_ENTRIES SHOWN_
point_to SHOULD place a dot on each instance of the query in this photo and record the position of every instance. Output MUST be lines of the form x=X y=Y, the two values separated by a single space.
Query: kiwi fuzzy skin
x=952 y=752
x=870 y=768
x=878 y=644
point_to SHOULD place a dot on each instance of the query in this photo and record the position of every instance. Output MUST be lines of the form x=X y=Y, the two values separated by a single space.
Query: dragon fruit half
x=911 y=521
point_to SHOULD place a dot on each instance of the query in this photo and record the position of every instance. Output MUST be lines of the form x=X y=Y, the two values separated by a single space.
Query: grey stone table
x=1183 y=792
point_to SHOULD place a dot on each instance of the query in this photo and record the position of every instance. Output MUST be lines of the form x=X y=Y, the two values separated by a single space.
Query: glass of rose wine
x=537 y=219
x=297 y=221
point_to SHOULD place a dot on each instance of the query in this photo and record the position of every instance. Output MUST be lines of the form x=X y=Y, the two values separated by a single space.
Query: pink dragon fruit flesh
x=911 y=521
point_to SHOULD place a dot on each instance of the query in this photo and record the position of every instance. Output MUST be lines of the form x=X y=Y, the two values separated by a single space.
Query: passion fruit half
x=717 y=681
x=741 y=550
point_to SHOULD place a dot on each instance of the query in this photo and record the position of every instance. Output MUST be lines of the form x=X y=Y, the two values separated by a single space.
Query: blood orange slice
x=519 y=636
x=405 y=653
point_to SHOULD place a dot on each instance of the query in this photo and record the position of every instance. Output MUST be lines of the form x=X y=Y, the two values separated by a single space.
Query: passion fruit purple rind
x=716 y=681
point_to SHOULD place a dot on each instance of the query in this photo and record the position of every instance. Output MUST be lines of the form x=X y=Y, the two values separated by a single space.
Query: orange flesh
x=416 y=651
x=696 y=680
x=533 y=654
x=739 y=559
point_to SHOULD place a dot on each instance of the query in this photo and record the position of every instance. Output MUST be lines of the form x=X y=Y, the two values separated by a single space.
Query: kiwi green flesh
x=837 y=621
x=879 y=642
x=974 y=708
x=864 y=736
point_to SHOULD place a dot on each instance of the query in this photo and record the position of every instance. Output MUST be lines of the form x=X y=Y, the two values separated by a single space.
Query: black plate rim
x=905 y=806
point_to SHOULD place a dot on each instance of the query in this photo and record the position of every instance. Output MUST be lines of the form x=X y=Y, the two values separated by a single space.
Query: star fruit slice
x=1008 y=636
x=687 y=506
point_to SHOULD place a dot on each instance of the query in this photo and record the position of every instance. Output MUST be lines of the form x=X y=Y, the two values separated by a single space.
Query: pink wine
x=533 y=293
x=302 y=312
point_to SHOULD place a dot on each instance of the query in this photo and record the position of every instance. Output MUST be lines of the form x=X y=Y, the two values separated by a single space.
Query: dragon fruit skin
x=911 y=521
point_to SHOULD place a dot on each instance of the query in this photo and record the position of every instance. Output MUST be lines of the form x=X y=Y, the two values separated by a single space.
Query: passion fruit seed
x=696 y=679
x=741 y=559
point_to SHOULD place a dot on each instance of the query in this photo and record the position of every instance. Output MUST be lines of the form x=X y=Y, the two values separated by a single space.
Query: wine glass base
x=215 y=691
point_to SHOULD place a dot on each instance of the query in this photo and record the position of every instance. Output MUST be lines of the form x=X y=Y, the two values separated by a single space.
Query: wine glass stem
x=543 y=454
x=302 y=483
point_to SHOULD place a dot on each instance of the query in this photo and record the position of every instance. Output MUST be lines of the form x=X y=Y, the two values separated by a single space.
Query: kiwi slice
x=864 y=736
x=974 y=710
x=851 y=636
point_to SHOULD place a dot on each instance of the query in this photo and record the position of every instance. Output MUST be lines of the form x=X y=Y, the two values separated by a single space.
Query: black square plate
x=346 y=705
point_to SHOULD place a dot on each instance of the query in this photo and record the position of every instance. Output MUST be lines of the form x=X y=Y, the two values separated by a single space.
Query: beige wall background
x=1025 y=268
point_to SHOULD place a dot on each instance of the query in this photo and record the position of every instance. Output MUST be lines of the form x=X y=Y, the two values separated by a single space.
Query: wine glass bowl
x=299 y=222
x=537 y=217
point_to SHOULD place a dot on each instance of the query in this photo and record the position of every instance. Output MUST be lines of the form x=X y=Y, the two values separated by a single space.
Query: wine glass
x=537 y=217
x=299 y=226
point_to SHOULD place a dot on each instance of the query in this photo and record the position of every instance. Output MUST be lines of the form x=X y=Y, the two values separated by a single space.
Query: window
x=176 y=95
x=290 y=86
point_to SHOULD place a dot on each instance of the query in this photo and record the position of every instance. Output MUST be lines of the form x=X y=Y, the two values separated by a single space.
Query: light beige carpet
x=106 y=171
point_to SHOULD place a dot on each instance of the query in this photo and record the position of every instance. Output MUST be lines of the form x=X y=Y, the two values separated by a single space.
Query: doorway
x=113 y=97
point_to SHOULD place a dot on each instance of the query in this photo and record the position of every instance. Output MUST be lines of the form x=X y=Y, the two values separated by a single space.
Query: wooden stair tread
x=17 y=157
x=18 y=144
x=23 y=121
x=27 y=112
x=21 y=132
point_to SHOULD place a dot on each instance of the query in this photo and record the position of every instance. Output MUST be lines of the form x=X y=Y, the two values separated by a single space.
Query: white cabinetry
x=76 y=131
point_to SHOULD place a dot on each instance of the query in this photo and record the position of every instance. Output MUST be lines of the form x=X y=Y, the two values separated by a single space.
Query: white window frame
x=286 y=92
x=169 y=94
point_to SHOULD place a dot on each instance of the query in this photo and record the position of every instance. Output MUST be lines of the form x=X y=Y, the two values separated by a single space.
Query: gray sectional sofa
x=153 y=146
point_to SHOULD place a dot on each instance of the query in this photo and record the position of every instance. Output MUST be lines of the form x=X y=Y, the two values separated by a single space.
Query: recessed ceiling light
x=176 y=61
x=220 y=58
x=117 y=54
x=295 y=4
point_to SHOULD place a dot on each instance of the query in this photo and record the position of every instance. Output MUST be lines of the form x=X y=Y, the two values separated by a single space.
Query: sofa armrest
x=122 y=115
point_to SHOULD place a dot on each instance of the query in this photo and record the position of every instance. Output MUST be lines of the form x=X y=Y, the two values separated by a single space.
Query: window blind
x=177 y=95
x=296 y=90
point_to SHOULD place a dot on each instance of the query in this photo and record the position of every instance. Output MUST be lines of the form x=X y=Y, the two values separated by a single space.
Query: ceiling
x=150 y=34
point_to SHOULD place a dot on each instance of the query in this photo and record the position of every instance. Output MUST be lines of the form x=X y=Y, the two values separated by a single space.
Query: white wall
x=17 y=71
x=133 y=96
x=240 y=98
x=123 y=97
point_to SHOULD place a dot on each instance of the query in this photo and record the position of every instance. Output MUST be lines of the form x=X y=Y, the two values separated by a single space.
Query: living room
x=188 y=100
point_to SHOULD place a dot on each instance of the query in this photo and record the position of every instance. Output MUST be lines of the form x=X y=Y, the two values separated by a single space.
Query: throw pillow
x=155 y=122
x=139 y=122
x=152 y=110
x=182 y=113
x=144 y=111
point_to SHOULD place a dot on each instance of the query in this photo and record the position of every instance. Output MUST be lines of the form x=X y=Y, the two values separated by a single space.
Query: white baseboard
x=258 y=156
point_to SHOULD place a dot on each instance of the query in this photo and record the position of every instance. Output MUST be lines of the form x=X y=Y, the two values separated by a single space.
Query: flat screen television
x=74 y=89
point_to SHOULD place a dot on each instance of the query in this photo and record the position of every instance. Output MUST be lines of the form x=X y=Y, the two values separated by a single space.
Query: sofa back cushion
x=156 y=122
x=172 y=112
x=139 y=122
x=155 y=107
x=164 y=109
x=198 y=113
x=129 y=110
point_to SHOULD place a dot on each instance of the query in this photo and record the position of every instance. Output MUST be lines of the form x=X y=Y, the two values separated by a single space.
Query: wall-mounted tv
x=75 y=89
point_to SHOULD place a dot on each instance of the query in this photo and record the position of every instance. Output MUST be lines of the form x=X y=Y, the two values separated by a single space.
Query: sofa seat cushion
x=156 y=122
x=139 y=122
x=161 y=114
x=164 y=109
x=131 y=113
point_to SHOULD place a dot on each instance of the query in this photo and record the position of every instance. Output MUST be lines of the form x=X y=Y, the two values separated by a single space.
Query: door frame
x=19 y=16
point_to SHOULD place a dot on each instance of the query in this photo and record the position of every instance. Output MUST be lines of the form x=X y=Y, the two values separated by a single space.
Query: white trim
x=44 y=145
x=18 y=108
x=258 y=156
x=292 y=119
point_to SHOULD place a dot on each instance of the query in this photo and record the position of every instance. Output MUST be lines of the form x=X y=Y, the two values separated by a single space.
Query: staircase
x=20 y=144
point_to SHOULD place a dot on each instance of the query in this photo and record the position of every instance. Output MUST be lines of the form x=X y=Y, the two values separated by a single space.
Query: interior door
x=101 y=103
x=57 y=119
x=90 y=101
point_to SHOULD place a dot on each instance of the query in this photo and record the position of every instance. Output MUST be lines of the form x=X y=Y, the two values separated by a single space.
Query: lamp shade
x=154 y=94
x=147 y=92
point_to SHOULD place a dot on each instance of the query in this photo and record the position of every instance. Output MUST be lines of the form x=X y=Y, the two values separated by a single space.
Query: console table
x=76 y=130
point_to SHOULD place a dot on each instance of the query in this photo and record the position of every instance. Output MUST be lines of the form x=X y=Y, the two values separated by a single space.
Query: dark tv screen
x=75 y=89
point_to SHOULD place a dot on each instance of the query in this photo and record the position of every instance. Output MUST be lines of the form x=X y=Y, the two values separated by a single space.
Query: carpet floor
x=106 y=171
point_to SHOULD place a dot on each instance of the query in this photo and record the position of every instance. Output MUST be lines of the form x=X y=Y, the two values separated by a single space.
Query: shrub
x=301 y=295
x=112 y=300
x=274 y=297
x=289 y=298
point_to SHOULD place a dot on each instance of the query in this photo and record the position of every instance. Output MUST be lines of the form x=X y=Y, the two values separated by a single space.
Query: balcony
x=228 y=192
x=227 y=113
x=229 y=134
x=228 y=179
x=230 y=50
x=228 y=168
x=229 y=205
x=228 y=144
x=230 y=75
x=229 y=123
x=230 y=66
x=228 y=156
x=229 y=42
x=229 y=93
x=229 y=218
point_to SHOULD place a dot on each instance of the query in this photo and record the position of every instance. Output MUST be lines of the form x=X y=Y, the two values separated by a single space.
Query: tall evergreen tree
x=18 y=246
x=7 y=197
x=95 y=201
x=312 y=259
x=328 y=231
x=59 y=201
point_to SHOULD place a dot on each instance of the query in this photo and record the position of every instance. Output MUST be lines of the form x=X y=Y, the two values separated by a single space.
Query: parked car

_TASK DIRECTIONS_
Find every line above that contains the word "cushion" and copy each of those lines in full. Match case exactly.

_EXERCISE SOLUTION_
Query: sofa back cushion
Query: sofa seat cushion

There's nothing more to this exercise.